Items ->
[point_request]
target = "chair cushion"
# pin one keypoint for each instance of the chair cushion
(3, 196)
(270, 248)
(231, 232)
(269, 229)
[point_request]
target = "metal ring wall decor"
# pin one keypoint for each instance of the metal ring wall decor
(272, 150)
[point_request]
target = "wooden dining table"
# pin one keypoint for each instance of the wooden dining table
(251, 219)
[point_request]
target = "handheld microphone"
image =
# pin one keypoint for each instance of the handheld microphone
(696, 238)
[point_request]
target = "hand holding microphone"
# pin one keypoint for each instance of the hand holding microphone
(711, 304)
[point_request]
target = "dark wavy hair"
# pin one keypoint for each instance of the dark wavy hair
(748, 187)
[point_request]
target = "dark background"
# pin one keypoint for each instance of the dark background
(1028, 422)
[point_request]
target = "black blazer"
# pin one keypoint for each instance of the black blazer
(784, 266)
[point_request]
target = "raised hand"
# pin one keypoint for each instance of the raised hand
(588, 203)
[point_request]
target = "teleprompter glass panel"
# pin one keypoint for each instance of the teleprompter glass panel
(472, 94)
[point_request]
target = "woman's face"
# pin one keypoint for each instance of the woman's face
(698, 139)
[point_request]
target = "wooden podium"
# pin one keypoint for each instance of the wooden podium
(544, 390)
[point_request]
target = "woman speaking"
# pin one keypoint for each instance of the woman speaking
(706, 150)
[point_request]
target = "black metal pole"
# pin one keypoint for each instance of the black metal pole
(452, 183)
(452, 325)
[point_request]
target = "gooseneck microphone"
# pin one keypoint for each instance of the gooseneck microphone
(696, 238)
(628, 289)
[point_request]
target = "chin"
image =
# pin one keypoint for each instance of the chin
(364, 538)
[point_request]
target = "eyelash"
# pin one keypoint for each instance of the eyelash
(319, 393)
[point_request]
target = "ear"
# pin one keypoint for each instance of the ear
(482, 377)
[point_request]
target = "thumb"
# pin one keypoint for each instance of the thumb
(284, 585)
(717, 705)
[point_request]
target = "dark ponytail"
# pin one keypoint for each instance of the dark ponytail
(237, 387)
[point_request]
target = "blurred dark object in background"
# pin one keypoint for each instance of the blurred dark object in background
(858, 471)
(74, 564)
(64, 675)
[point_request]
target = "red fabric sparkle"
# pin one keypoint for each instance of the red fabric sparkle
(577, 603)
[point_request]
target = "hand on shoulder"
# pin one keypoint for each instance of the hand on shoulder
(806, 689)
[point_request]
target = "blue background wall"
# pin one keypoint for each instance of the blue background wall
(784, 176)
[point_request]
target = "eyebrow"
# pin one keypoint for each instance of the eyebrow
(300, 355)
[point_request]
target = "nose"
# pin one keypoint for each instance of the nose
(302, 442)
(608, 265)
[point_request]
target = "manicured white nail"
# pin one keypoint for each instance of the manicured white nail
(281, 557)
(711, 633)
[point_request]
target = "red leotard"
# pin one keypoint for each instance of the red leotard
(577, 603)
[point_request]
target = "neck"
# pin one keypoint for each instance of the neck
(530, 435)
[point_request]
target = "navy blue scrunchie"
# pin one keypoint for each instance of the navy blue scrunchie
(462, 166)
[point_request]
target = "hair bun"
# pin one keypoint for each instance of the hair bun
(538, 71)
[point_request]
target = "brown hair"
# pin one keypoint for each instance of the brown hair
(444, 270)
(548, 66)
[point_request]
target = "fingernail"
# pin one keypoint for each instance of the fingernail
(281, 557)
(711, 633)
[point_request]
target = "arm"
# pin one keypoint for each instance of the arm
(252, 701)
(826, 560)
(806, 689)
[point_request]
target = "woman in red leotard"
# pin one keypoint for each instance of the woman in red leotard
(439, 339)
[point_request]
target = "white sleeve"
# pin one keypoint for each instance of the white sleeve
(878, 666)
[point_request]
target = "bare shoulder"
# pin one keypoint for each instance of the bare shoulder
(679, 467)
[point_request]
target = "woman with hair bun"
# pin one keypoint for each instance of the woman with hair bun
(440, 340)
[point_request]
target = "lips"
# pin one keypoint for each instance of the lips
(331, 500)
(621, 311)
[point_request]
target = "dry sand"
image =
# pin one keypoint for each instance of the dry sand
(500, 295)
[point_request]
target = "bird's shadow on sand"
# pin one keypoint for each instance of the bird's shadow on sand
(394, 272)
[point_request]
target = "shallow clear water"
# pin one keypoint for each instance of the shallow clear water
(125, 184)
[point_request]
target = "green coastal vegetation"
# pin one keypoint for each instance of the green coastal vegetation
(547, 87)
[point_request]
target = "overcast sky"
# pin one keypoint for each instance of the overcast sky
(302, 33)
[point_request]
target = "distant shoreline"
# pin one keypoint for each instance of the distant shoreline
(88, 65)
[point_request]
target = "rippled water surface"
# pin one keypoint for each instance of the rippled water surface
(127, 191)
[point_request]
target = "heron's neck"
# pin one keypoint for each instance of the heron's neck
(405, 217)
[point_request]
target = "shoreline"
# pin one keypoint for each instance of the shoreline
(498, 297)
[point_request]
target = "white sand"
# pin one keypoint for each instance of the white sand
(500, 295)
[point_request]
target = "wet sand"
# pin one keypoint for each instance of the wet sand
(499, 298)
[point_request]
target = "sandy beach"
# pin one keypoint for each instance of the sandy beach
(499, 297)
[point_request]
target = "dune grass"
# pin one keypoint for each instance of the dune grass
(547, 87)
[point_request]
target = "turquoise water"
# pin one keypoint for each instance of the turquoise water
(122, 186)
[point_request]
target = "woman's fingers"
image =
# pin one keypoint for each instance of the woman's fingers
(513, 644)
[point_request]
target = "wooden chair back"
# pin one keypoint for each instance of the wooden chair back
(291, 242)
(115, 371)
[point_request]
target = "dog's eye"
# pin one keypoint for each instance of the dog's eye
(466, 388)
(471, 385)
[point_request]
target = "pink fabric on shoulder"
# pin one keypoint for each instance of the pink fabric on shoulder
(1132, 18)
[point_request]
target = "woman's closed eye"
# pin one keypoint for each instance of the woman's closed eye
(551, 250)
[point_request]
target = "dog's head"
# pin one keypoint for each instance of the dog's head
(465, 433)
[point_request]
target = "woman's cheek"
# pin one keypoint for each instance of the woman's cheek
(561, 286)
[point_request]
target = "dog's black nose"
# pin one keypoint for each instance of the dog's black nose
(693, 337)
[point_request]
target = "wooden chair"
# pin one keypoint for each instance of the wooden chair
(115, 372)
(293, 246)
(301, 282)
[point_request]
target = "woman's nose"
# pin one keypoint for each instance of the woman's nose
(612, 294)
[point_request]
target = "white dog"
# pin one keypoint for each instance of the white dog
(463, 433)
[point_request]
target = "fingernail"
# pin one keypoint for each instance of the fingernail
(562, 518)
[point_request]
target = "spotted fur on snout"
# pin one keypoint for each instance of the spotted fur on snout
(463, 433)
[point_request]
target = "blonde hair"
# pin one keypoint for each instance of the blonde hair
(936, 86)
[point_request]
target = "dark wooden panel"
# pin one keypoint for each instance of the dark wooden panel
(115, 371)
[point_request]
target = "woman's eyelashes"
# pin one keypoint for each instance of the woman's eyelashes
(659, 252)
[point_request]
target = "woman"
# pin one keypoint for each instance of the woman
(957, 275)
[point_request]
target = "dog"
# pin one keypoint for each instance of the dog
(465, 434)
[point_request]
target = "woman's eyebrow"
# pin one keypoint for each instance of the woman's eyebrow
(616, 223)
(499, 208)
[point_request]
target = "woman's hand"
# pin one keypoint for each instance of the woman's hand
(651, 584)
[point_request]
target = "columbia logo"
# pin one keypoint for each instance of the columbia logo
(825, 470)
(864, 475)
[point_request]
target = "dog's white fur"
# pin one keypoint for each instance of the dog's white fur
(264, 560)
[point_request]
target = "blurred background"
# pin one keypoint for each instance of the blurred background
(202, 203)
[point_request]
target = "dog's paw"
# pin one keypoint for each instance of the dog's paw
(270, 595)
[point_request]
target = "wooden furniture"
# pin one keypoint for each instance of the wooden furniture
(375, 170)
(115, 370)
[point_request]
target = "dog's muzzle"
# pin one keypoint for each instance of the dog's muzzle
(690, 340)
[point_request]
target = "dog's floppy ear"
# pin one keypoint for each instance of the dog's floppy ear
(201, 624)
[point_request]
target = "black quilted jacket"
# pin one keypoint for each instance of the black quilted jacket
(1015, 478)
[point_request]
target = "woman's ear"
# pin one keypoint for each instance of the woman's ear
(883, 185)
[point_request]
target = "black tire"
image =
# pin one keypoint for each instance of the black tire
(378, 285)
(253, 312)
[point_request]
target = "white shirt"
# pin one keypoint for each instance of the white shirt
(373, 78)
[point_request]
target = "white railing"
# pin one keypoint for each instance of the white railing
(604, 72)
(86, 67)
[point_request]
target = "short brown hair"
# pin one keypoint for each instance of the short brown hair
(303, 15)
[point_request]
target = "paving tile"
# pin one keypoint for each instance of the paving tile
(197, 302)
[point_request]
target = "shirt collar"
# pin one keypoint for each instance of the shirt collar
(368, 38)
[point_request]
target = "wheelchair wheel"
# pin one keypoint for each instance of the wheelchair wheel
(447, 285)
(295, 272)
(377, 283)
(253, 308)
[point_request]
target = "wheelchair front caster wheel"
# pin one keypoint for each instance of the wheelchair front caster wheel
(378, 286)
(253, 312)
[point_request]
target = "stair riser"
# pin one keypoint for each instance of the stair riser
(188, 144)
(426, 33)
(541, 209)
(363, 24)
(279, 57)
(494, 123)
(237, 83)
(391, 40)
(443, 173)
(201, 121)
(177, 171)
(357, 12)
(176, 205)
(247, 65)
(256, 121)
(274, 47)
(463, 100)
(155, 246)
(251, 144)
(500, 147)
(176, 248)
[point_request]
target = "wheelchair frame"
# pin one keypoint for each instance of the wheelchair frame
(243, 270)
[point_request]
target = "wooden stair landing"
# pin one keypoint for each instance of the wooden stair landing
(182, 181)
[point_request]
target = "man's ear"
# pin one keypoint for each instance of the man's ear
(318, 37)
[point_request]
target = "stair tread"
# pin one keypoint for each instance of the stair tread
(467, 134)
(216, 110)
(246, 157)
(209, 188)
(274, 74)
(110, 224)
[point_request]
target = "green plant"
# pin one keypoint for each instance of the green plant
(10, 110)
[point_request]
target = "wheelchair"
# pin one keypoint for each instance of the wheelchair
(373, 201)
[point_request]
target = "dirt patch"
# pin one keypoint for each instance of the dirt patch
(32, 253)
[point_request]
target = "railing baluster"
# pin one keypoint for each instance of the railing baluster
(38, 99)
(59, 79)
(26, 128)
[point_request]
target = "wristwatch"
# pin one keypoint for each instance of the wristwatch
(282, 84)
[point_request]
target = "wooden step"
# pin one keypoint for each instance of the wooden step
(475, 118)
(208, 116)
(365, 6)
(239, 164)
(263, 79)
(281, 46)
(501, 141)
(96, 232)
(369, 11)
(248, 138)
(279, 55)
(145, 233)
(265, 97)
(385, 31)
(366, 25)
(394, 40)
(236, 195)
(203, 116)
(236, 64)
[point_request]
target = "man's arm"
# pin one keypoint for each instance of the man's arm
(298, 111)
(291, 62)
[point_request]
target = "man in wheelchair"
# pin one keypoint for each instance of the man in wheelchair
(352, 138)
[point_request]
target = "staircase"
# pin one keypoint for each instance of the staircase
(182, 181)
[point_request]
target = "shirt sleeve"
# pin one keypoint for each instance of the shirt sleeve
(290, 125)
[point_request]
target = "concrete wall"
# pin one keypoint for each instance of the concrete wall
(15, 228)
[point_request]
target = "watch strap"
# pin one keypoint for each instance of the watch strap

Description of the task -> Locate each line in the records above that contains the string "frame", and copy every such line.

Result ->
target = "wheelchair frame"
# pin one keypoint for each instance of the wheelchair frame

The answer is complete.